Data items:
== Segment start ==
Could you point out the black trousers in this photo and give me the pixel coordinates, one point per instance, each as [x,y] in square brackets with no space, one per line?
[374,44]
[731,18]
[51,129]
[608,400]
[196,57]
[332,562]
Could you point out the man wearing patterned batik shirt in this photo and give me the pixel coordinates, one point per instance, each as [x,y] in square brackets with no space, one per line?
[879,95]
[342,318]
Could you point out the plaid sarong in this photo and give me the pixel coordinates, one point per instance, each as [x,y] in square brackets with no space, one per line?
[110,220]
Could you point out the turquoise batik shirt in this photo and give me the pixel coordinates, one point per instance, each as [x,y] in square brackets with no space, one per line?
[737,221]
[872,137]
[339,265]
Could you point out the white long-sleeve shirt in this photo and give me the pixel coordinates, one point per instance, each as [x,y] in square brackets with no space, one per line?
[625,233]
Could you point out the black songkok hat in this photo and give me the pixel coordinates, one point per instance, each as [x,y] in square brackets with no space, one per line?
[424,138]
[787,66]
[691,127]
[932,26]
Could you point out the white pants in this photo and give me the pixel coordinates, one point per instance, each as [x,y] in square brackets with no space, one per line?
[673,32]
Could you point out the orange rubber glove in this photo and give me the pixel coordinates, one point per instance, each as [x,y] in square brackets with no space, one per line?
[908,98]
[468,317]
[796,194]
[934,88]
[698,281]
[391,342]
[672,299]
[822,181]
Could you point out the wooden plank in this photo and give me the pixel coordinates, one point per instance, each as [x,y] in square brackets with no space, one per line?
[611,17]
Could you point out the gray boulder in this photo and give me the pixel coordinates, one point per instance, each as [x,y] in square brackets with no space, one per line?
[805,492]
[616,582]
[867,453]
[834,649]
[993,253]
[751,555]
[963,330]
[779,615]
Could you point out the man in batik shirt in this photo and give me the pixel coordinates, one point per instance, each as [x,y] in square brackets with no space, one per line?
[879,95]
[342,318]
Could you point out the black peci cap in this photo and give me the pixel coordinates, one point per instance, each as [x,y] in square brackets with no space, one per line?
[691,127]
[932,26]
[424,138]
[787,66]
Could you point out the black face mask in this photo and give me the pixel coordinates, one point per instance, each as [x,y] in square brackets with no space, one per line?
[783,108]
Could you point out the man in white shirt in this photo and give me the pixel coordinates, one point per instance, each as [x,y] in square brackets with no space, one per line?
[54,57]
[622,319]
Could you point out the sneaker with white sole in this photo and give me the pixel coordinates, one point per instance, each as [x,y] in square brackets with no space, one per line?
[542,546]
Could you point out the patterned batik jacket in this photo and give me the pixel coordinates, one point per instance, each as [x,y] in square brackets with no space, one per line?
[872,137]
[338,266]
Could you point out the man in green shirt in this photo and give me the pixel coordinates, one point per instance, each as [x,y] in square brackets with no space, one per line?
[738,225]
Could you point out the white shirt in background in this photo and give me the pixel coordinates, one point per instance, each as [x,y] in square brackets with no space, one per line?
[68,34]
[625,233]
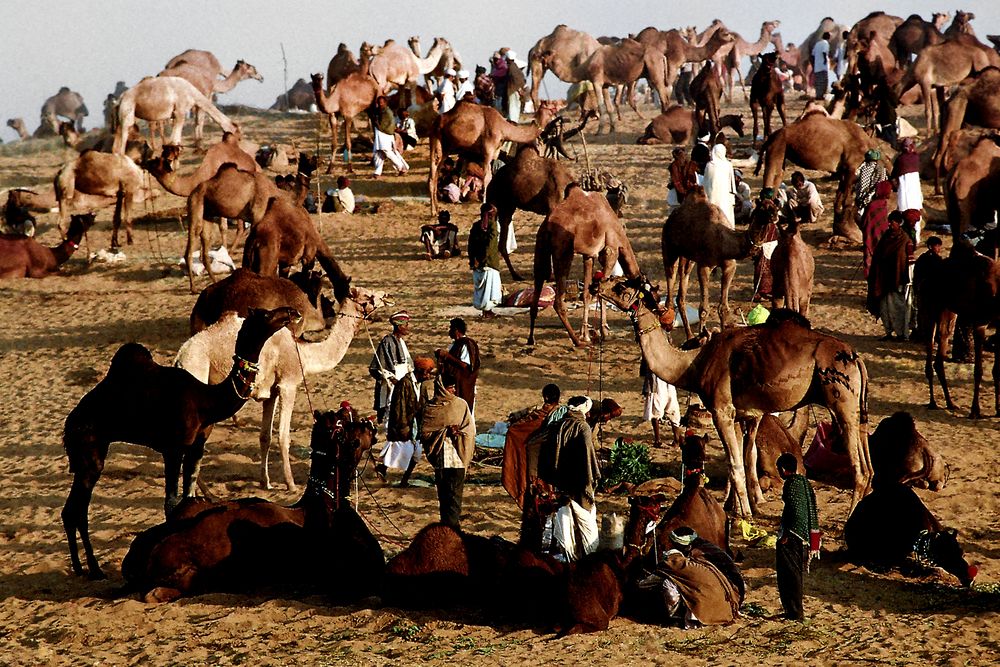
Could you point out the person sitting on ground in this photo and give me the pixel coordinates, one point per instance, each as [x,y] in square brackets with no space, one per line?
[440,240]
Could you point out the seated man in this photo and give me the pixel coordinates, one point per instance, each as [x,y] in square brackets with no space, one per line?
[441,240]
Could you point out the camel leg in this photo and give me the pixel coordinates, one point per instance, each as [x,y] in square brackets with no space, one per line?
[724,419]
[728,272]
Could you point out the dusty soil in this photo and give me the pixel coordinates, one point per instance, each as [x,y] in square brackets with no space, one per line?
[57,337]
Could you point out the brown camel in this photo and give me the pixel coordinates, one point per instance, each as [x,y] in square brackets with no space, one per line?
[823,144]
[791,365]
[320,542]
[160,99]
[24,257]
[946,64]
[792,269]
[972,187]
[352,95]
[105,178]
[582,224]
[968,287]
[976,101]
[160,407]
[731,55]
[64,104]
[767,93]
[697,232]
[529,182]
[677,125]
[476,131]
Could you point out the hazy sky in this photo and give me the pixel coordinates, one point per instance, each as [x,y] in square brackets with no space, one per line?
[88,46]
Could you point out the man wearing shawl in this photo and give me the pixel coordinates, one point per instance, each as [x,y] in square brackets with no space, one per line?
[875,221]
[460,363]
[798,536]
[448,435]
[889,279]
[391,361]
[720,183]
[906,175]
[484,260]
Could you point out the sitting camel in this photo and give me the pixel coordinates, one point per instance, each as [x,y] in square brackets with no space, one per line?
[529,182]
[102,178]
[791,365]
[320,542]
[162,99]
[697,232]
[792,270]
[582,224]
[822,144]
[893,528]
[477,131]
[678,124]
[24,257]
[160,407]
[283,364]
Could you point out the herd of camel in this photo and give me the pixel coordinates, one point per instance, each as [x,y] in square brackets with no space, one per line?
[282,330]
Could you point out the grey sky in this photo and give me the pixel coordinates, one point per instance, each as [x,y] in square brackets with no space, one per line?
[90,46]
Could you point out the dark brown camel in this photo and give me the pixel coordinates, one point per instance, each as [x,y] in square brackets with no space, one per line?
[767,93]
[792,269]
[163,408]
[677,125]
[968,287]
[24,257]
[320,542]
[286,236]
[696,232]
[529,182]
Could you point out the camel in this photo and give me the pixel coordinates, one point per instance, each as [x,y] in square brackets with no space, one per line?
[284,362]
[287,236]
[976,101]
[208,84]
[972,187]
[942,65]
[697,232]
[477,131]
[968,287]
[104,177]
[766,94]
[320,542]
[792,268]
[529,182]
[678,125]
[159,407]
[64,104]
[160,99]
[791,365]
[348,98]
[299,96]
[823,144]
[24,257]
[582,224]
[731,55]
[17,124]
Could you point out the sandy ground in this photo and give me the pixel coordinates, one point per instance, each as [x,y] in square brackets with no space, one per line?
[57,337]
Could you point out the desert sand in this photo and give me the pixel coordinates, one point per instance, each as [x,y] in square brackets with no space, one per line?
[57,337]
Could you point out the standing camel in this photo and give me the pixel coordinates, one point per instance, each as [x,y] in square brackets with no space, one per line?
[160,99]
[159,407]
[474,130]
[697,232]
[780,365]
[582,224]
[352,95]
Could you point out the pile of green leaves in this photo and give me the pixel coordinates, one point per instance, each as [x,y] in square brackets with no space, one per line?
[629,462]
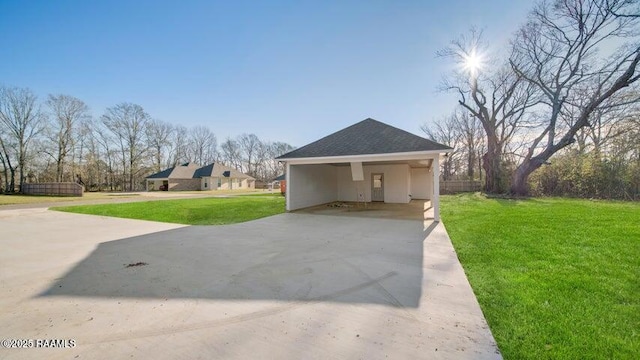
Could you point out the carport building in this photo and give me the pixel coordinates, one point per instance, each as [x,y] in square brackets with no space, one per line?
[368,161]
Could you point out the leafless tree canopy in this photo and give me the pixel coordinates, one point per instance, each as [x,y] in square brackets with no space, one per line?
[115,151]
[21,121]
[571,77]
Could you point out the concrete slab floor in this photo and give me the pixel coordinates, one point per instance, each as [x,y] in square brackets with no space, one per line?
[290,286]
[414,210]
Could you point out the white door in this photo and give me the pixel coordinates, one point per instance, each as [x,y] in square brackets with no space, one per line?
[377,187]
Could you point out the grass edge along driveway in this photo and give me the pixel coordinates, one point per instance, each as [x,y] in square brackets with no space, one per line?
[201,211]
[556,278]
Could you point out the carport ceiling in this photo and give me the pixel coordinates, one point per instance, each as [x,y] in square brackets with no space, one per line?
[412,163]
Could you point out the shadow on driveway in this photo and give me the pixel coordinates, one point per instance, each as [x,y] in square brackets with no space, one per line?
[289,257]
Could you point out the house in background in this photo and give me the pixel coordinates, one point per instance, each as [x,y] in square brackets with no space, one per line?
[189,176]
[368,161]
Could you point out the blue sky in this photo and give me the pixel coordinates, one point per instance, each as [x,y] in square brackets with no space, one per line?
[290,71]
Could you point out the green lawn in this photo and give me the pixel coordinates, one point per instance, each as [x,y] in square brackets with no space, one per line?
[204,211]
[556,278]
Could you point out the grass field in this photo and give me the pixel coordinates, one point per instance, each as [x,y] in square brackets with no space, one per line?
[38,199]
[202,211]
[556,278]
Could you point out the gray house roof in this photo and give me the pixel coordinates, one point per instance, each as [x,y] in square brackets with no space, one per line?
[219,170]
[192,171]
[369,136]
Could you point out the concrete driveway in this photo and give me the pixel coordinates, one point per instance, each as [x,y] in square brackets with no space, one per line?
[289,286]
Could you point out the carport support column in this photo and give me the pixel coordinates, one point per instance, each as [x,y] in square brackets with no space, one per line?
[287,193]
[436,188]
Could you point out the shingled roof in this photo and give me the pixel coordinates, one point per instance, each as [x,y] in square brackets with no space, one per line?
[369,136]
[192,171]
== Segment end ==
Could you print the lines above, exactly as written, from the line containing "Could you point out the grass field" through the final one?

- [EXERCISE ANSWER]:
Could you point out the grass field in this photo and give me the pixel coordinates, one point per instance, each as [x,y] in square brackets with no space, one per line?
[38,199]
[202,211]
[556,278]
Could you point out the gray house roof in this photo and give me the pixel coordinates, one point per instance, each as [x,y] in square brackets with no space, one per line?
[219,170]
[192,171]
[369,136]
Could you point out the concrete driveway in this photo and give me the pixel coordinates, one point per instance, each as [x,y] in square brackets with no space, one per line?
[289,286]
Could you point out the carport support column in this photo and give me the pixel coordinates, one point per instance, each as [x,y] in square brackets with no space, one per line?
[287,193]
[436,188]
Could you point out the shingled roof in this photo and give me the pixel coordinates, one point per instance, each as [x,y] in square brackets with no space, one per line?
[369,136]
[192,171]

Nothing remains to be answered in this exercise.